▶ [STATED GOAL] How many lines in the listing below contain the word "branch", with case counting? Reply with the count alone.

Items listed in a dataset:
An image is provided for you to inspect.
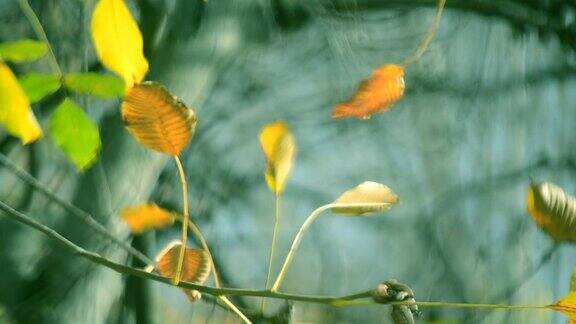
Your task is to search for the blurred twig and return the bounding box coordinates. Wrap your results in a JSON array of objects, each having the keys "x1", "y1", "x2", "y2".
[{"x1": 0, "y1": 153, "x2": 154, "y2": 265}]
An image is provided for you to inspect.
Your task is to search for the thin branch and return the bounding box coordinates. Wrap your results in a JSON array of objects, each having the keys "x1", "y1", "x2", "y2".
[
  {"x1": 0, "y1": 153, "x2": 154, "y2": 264},
  {"x1": 172, "y1": 155, "x2": 190, "y2": 284},
  {"x1": 18, "y1": 0, "x2": 62, "y2": 76},
  {"x1": 0, "y1": 201, "x2": 548, "y2": 310}
]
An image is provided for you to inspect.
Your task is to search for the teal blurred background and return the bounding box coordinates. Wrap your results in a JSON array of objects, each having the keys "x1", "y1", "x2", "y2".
[{"x1": 0, "y1": 0, "x2": 576, "y2": 323}]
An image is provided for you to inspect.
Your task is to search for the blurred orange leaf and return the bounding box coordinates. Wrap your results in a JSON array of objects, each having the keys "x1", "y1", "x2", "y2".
[
  {"x1": 526, "y1": 182, "x2": 576, "y2": 242},
  {"x1": 90, "y1": 0, "x2": 148, "y2": 89},
  {"x1": 332, "y1": 64, "x2": 404, "y2": 119},
  {"x1": 121, "y1": 204, "x2": 174, "y2": 234},
  {"x1": 332, "y1": 181, "x2": 398, "y2": 215},
  {"x1": 0, "y1": 61, "x2": 43, "y2": 144},
  {"x1": 122, "y1": 82, "x2": 196, "y2": 156},
  {"x1": 260, "y1": 121, "x2": 296, "y2": 195},
  {"x1": 156, "y1": 241, "x2": 211, "y2": 302},
  {"x1": 548, "y1": 271, "x2": 576, "y2": 324}
]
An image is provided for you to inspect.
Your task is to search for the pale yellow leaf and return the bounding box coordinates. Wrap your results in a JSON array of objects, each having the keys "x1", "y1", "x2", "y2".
[
  {"x1": 548, "y1": 271, "x2": 576, "y2": 324},
  {"x1": 122, "y1": 82, "x2": 196, "y2": 156},
  {"x1": 0, "y1": 62, "x2": 43, "y2": 144},
  {"x1": 260, "y1": 121, "x2": 296, "y2": 195},
  {"x1": 332, "y1": 181, "x2": 398, "y2": 215},
  {"x1": 156, "y1": 241, "x2": 212, "y2": 302},
  {"x1": 121, "y1": 204, "x2": 174, "y2": 234},
  {"x1": 91, "y1": 0, "x2": 148, "y2": 89},
  {"x1": 526, "y1": 182, "x2": 576, "y2": 243}
]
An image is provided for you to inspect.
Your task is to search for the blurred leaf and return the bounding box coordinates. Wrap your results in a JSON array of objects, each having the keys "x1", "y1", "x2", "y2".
[
  {"x1": 332, "y1": 181, "x2": 398, "y2": 215},
  {"x1": 64, "y1": 72, "x2": 124, "y2": 97},
  {"x1": 0, "y1": 63, "x2": 43, "y2": 144},
  {"x1": 526, "y1": 182, "x2": 576, "y2": 242},
  {"x1": 121, "y1": 204, "x2": 174, "y2": 234},
  {"x1": 548, "y1": 271, "x2": 576, "y2": 324},
  {"x1": 50, "y1": 98, "x2": 101, "y2": 170},
  {"x1": 332, "y1": 64, "x2": 404, "y2": 119},
  {"x1": 122, "y1": 82, "x2": 196, "y2": 156},
  {"x1": 260, "y1": 121, "x2": 296, "y2": 195},
  {"x1": 91, "y1": 0, "x2": 148, "y2": 89},
  {"x1": 156, "y1": 241, "x2": 211, "y2": 302},
  {"x1": 18, "y1": 73, "x2": 60, "y2": 102},
  {"x1": 0, "y1": 39, "x2": 48, "y2": 63}
]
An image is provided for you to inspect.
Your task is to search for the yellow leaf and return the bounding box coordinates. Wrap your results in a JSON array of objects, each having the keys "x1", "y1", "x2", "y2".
[
  {"x1": 91, "y1": 0, "x2": 148, "y2": 89},
  {"x1": 121, "y1": 204, "x2": 174, "y2": 234},
  {"x1": 260, "y1": 121, "x2": 296, "y2": 195},
  {"x1": 122, "y1": 82, "x2": 196, "y2": 156},
  {"x1": 332, "y1": 64, "x2": 404, "y2": 119},
  {"x1": 332, "y1": 181, "x2": 398, "y2": 215},
  {"x1": 548, "y1": 271, "x2": 576, "y2": 324},
  {"x1": 526, "y1": 182, "x2": 576, "y2": 243},
  {"x1": 156, "y1": 241, "x2": 211, "y2": 302},
  {"x1": 0, "y1": 63, "x2": 43, "y2": 144}
]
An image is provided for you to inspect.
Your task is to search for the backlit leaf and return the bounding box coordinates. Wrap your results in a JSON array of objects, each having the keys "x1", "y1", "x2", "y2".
[
  {"x1": 332, "y1": 181, "x2": 398, "y2": 215},
  {"x1": 548, "y1": 271, "x2": 576, "y2": 324},
  {"x1": 121, "y1": 204, "x2": 174, "y2": 234},
  {"x1": 50, "y1": 98, "x2": 101, "y2": 170},
  {"x1": 122, "y1": 82, "x2": 196, "y2": 156},
  {"x1": 0, "y1": 39, "x2": 48, "y2": 63},
  {"x1": 332, "y1": 64, "x2": 404, "y2": 119},
  {"x1": 64, "y1": 72, "x2": 124, "y2": 97},
  {"x1": 526, "y1": 182, "x2": 576, "y2": 243},
  {"x1": 18, "y1": 73, "x2": 60, "y2": 102},
  {"x1": 156, "y1": 241, "x2": 211, "y2": 302},
  {"x1": 0, "y1": 63, "x2": 42, "y2": 144},
  {"x1": 260, "y1": 121, "x2": 296, "y2": 195},
  {"x1": 91, "y1": 0, "x2": 148, "y2": 89}
]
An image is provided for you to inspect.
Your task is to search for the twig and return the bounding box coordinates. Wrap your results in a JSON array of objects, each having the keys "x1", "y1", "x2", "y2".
[
  {"x1": 172, "y1": 155, "x2": 190, "y2": 285},
  {"x1": 18, "y1": 0, "x2": 62, "y2": 76},
  {"x1": 0, "y1": 201, "x2": 548, "y2": 310},
  {"x1": 0, "y1": 153, "x2": 154, "y2": 264}
]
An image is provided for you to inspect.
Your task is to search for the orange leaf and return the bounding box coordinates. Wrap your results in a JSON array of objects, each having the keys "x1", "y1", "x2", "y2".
[
  {"x1": 156, "y1": 241, "x2": 211, "y2": 302},
  {"x1": 332, "y1": 64, "x2": 404, "y2": 119},
  {"x1": 548, "y1": 271, "x2": 576, "y2": 324},
  {"x1": 121, "y1": 204, "x2": 174, "y2": 234},
  {"x1": 122, "y1": 82, "x2": 196, "y2": 156},
  {"x1": 526, "y1": 182, "x2": 576, "y2": 243}
]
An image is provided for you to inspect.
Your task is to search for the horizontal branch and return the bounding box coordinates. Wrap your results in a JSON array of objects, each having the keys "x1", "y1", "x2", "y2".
[
  {"x1": 0, "y1": 153, "x2": 154, "y2": 264},
  {"x1": 0, "y1": 201, "x2": 548, "y2": 310}
]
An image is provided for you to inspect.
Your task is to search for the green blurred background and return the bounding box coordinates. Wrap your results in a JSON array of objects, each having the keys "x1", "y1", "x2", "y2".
[{"x1": 0, "y1": 0, "x2": 576, "y2": 323}]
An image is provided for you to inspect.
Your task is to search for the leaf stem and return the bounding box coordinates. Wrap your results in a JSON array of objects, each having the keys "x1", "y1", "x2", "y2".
[
  {"x1": 270, "y1": 203, "x2": 389, "y2": 291},
  {"x1": 176, "y1": 215, "x2": 252, "y2": 324},
  {"x1": 172, "y1": 155, "x2": 190, "y2": 285},
  {"x1": 401, "y1": 0, "x2": 446, "y2": 66},
  {"x1": 18, "y1": 0, "x2": 63, "y2": 76},
  {"x1": 260, "y1": 193, "x2": 280, "y2": 314},
  {"x1": 0, "y1": 153, "x2": 154, "y2": 264}
]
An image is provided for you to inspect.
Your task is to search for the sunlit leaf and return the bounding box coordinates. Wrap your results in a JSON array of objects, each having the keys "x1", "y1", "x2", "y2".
[
  {"x1": 332, "y1": 181, "x2": 398, "y2": 215},
  {"x1": 0, "y1": 63, "x2": 42, "y2": 144},
  {"x1": 548, "y1": 271, "x2": 576, "y2": 324},
  {"x1": 0, "y1": 39, "x2": 48, "y2": 63},
  {"x1": 260, "y1": 121, "x2": 296, "y2": 195},
  {"x1": 91, "y1": 0, "x2": 148, "y2": 89},
  {"x1": 64, "y1": 72, "x2": 124, "y2": 97},
  {"x1": 122, "y1": 82, "x2": 196, "y2": 155},
  {"x1": 526, "y1": 182, "x2": 576, "y2": 243},
  {"x1": 332, "y1": 64, "x2": 404, "y2": 119},
  {"x1": 156, "y1": 241, "x2": 211, "y2": 301},
  {"x1": 18, "y1": 73, "x2": 60, "y2": 102},
  {"x1": 121, "y1": 204, "x2": 174, "y2": 234},
  {"x1": 50, "y1": 98, "x2": 101, "y2": 170}
]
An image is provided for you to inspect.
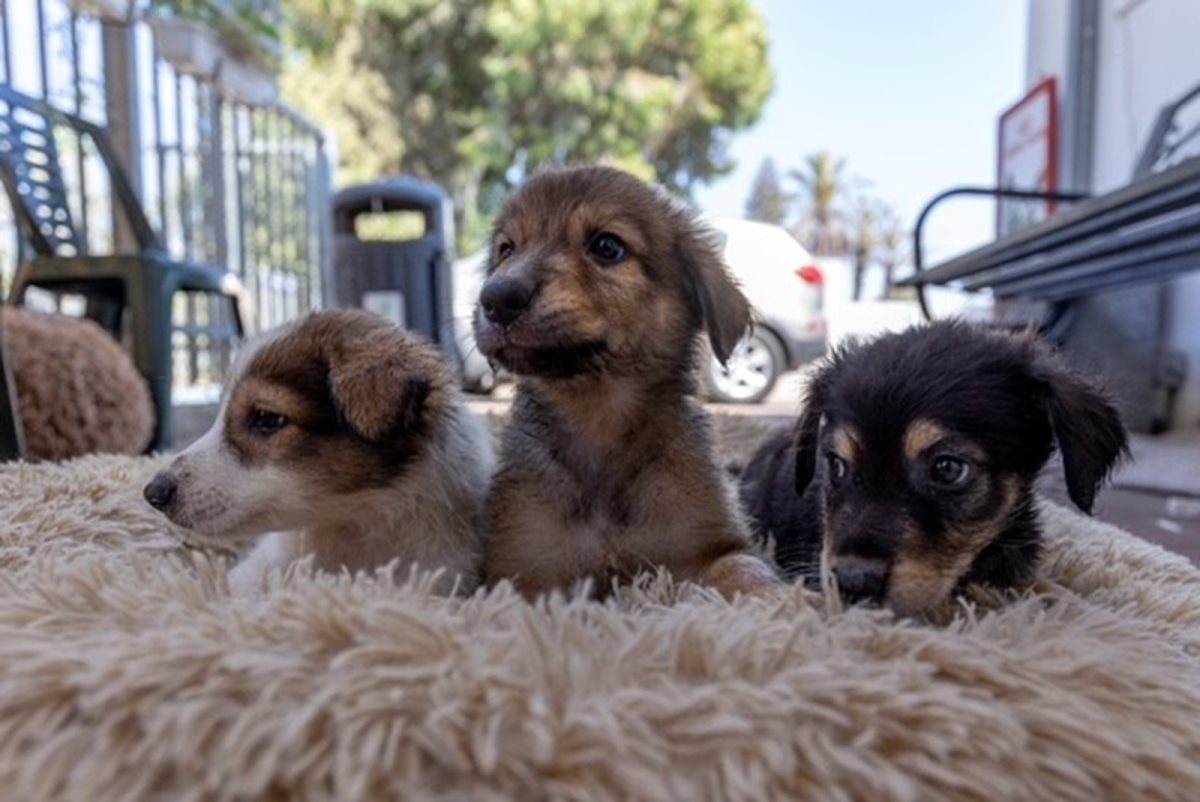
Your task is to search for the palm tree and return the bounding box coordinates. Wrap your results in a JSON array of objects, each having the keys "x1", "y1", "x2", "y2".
[
  {"x1": 788, "y1": 150, "x2": 850, "y2": 255},
  {"x1": 877, "y1": 204, "x2": 908, "y2": 298},
  {"x1": 851, "y1": 198, "x2": 881, "y2": 300}
]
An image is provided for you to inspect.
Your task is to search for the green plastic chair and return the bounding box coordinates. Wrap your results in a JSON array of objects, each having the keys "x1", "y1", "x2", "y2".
[{"x1": 0, "y1": 84, "x2": 244, "y2": 450}]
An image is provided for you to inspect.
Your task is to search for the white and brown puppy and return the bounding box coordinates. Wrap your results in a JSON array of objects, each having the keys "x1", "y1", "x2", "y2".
[
  {"x1": 475, "y1": 167, "x2": 779, "y2": 595},
  {"x1": 145, "y1": 310, "x2": 493, "y2": 591}
]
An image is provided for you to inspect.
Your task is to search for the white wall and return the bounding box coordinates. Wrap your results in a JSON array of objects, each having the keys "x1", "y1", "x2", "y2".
[
  {"x1": 1026, "y1": 0, "x2": 1200, "y2": 427},
  {"x1": 1025, "y1": 0, "x2": 1070, "y2": 89}
]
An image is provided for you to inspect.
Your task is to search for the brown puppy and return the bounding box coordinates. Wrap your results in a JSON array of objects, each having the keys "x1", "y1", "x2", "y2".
[{"x1": 475, "y1": 167, "x2": 779, "y2": 595}]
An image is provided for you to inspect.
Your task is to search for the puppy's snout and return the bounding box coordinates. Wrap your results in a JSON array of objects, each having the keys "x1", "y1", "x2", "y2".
[
  {"x1": 833, "y1": 561, "x2": 888, "y2": 604},
  {"x1": 142, "y1": 471, "x2": 179, "y2": 510},
  {"x1": 479, "y1": 276, "x2": 533, "y2": 325}
]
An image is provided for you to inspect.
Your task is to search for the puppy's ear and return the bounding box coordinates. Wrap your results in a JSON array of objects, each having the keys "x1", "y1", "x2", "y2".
[
  {"x1": 678, "y1": 221, "x2": 750, "y2": 365},
  {"x1": 1034, "y1": 346, "x2": 1129, "y2": 513},
  {"x1": 796, "y1": 370, "x2": 826, "y2": 496},
  {"x1": 329, "y1": 333, "x2": 433, "y2": 442}
]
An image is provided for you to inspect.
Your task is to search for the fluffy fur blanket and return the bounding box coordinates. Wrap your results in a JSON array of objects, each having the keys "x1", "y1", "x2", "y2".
[{"x1": 0, "y1": 417, "x2": 1200, "y2": 801}]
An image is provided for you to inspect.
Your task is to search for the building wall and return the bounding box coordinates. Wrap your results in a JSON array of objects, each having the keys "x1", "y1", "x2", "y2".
[{"x1": 1026, "y1": 0, "x2": 1200, "y2": 427}]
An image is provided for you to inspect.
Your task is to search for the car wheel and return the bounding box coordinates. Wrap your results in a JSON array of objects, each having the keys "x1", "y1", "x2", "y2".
[{"x1": 704, "y1": 329, "x2": 785, "y2": 403}]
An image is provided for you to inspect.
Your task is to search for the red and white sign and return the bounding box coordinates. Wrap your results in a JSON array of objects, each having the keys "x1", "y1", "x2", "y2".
[{"x1": 996, "y1": 78, "x2": 1058, "y2": 239}]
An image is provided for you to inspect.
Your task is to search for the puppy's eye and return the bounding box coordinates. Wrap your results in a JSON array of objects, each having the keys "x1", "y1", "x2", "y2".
[
  {"x1": 246, "y1": 408, "x2": 288, "y2": 437},
  {"x1": 588, "y1": 232, "x2": 628, "y2": 265},
  {"x1": 826, "y1": 454, "x2": 850, "y2": 485},
  {"x1": 929, "y1": 454, "x2": 971, "y2": 487}
]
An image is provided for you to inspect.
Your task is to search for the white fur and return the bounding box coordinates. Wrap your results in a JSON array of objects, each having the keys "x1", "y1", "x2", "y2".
[{"x1": 156, "y1": 331, "x2": 496, "y2": 593}]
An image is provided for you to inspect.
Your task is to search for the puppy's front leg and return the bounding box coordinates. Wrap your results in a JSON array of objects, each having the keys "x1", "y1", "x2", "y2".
[
  {"x1": 229, "y1": 532, "x2": 298, "y2": 595},
  {"x1": 697, "y1": 551, "x2": 784, "y2": 599}
]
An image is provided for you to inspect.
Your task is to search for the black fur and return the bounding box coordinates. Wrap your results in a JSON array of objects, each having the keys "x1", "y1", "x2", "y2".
[{"x1": 740, "y1": 322, "x2": 1128, "y2": 604}]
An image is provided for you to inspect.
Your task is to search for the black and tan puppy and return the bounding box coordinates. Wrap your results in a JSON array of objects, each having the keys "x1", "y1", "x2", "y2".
[
  {"x1": 475, "y1": 167, "x2": 779, "y2": 595},
  {"x1": 742, "y1": 322, "x2": 1127, "y2": 615}
]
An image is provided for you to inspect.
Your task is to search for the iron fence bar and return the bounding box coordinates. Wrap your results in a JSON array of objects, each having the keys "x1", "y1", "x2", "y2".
[
  {"x1": 233, "y1": 106, "x2": 246, "y2": 282},
  {"x1": 263, "y1": 112, "x2": 283, "y2": 325},
  {"x1": 172, "y1": 70, "x2": 196, "y2": 259},
  {"x1": 70, "y1": 7, "x2": 91, "y2": 251},
  {"x1": 0, "y1": 0, "x2": 12, "y2": 83},
  {"x1": 246, "y1": 108, "x2": 261, "y2": 329},
  {"x1": 35, "y1": 0, "x2": 50, "y2": 100}
]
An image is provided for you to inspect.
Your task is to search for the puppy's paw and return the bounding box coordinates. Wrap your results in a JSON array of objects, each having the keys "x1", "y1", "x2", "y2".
[
  {"x1": 229, "y1": 532, "x2": 295, "y2": 597},
  {"x1": 698, "y1": 551, "x2": 790, "y2": 600}
]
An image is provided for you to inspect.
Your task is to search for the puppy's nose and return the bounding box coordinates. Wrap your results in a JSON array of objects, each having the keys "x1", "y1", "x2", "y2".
[
  {"x1": 142, "y1": 472, "x2": 179, "y2": 509},
  {"x1": 479, "y1": 277, "x2": 533, "y2": 325},
  {"x1": 833, "y1": 563, "x2": 887, "y2": 604}
]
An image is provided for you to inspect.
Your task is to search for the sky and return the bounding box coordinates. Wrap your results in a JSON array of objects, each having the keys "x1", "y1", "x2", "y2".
[{"x1": 695, "y1": 0, "x2": 1027, "y2": 268}]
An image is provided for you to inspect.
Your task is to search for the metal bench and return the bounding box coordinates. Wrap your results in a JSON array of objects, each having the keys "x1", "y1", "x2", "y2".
[
  {"x1": 895, "y1": 81, "x2": 1200, "y2": 333},
  {"x1": 0, "y1": 84, "x2": 244, "y2": 450}
]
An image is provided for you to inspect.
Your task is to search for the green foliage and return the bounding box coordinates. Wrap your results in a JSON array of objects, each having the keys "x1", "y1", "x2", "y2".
[
  {"x1": 768, "y1": 151, "x2": 908, "y2": 300},
  {"x1": 284, "y1": 0, "x2": 773, "y2": 245},
  {"x1": 788, "y1": 151, "x2": 851, "y2": 253}
]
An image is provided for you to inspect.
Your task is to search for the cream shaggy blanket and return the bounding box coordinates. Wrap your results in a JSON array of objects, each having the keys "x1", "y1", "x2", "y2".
[{"x1": 0, "y1": 417, "x2": 1200, "y2": 801}]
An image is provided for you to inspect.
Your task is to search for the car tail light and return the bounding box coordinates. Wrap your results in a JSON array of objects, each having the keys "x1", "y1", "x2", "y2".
[{"x1": 796, "y1": 264, "x2": 824, "y2": 287}]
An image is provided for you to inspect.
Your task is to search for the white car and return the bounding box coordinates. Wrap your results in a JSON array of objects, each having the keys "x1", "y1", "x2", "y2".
[
  {"x1": 451, "y1": 251, "x2": 496, "y2": 393},
  {"x1": 454, "y1": 219, "x2": 826, "y2": 403},
  {"x1": 703, "y1": 217, "x2": 826, "y2": 403}
]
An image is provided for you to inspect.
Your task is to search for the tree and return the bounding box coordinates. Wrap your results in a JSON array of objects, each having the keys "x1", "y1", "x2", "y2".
[
  {"x1": 745, "y1": 158, "x2": 792, "y2": 226},
  {"x1": 851, "y1": 198, "x2": 880, "y2": 300},
  {"x1": 788, "y1": 151, "x2": 850, "y2": 255},
  {"x1": 284, "y1": 0, "x2": 773, "y2": 250},
  {"x1": 877, "y1": 204, "x2": 908, "y2": 298}
]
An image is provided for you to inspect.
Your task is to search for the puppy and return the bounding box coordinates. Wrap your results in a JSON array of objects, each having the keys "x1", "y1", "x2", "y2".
[
  {"x1": 144, "y1": 310, "x2": 494, "y2": 592},
  {"x1": 475, "y1": 167, "x2": 779, "y2": 597},
  {"x1": 742, "y1": 322, "x2": 1128, "y2": 615}
]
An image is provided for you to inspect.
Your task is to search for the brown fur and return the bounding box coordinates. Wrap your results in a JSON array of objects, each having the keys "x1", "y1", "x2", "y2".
[
  {"x1": 0, "y1": 306, "x2": 155, "y2": 460},
  {"x1": 145, "y1": 310, "x2": 492, "y2": 589},
  {"x1": 476, "y1": 167, "x2": 778, "y2": 595}
]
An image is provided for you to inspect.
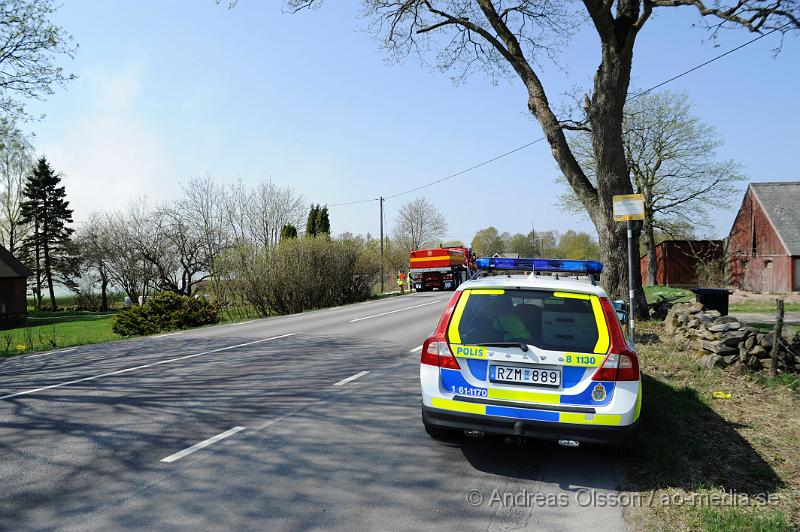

▶ [SOLVED PROBLEM] 2